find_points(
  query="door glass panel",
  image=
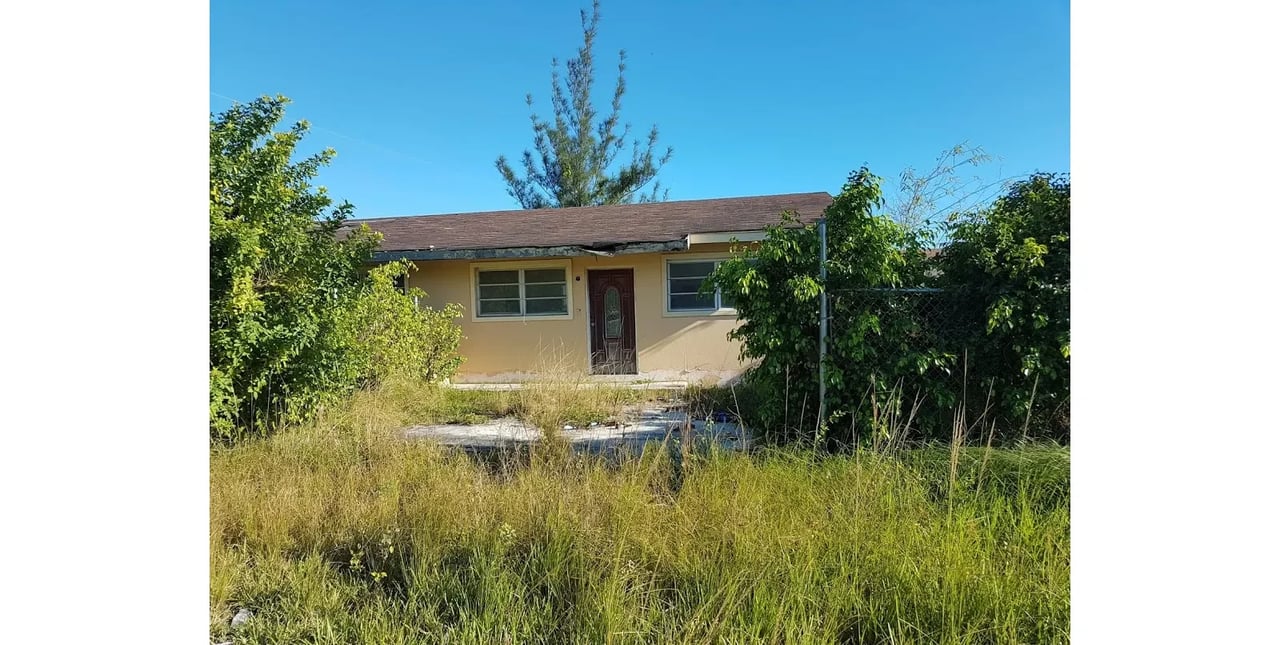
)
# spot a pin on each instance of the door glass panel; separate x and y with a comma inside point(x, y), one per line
point(612, 314)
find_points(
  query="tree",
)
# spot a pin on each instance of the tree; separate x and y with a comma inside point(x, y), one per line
point(1010, 265)
point(574, 152)
point(873, 339)
point(924, 197)
point(295, 318)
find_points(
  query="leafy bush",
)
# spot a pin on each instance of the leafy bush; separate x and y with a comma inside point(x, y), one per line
point(291, 301)
point(776, 288)
point(1010, 266)
point(899, 355)
point(389, 335)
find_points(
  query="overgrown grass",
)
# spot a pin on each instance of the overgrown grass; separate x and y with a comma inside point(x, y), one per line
point(344, 533)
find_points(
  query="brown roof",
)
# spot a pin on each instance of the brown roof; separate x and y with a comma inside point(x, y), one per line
point(593, 227)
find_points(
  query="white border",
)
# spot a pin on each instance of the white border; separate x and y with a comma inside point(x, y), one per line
point(475, 268)
point(721, 238)
point(666, 286)
point(586, 311)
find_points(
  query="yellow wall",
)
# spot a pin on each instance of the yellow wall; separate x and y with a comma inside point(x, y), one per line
point(671, 347)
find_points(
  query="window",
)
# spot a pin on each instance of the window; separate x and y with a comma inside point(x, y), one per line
point(521, 292)
point(684, 287)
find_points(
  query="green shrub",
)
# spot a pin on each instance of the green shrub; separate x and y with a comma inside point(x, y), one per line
point(1010, 268)
point(909, 335)
point(296, 321)
point(391, 335)
point(776, 288)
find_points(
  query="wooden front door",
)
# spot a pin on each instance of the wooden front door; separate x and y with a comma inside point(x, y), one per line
point(612, 303)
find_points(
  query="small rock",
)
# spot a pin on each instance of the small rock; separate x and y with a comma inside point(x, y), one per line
point(241, 617)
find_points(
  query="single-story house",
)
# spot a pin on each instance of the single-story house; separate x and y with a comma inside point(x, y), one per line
point(594, 289)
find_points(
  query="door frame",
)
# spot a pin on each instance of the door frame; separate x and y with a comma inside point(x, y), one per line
point(586, 298)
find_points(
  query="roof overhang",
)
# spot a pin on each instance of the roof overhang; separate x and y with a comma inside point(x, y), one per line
point(736, 236)
point(517, 252)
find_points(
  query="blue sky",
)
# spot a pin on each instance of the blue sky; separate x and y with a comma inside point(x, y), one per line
point(757, 97)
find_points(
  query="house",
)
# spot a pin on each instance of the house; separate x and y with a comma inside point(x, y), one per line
point(595, 289)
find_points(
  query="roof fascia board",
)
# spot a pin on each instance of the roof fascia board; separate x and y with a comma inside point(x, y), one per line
point(714, 238)
point(517, 252)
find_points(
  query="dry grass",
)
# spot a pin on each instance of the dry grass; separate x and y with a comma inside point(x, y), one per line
point(344, 533)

• • • • •

▸ Work required:
Copy out the lines from the first one through the one containing "point(241, 617)", substituting "tall grass" for "overgrown grass" everywhere and changing nothing else. Leave the pictures out.

▸ Correct answer:
find_points(
  query="door glass panel",
  image=
)
# spot a pin on each instance of the door glass panel; separate x and y with a comma inside point(x, y), one per line
point(612, 314)
find_points(
  query="tree",
)
# spot a pin on each instance of the tree; separate x and y with a comma inside point(x, y), one per line
point(1010, 265)
point(574, 152)
point(873, 339)
point(924, 197)
point(295, 318)
find_points(
  query="leafy bush",
)
# spot a pin on each instance of the leafy bush; separate x and y with a comma inside point(x, y), one per line
point(291, 301)
point(776, 288)
point(1010, 266)
point(899, 355)
point(389, 335)
find_points(
  query="tall grass",
)
# spot a pin on each instance of the tall grass; separate x and y with a comma inside point(x, y), one per line
point(344, 533)
find_points(
  query="brown roof",
)
# spot a pin on each instance of the brown roof; separate x and y with a comma inside point(x, y), one per line
point(593, 227)
find_points(
  query="white border",
)
# spot a pin on each instance of the white border; separate x and y with a comma inside point(x, y), one per line
point(475, 268)
point(721, 238)
point(666, 286)
point(586, 311)
find_points(
  query="yellow wall",
)
# spot a pin on each instance of the yellow wall; separate x and y with a comma inside point(x, y), one per line
point(671, 347)
find_points(
  query="window",
)
# spot a pin on each instance of the window; separate x and y with a comma inside point(x, y), one per line
point(521, 292)
point(684, 287)
find_points(
  query="green shrub",
)
# spot a pin on each instance of the green shrub; separate x and y with a comma inside point(x, y), one per line
point(1010, 268)
point(909, 335)
point(296, 321)
point(391, 335)
point(776, 288)
find_points(
  query="wooden front door",
)
# spot a pin on each instance of the wooden front door; separate x and y with a comma inside point(x, y), one per line
point(612, 303)
find_points(
  query="small rock",
)
# spot a pin on each instance of the small rock; separate x and y with a comma inside point(x, y), one per line
point(241, 617)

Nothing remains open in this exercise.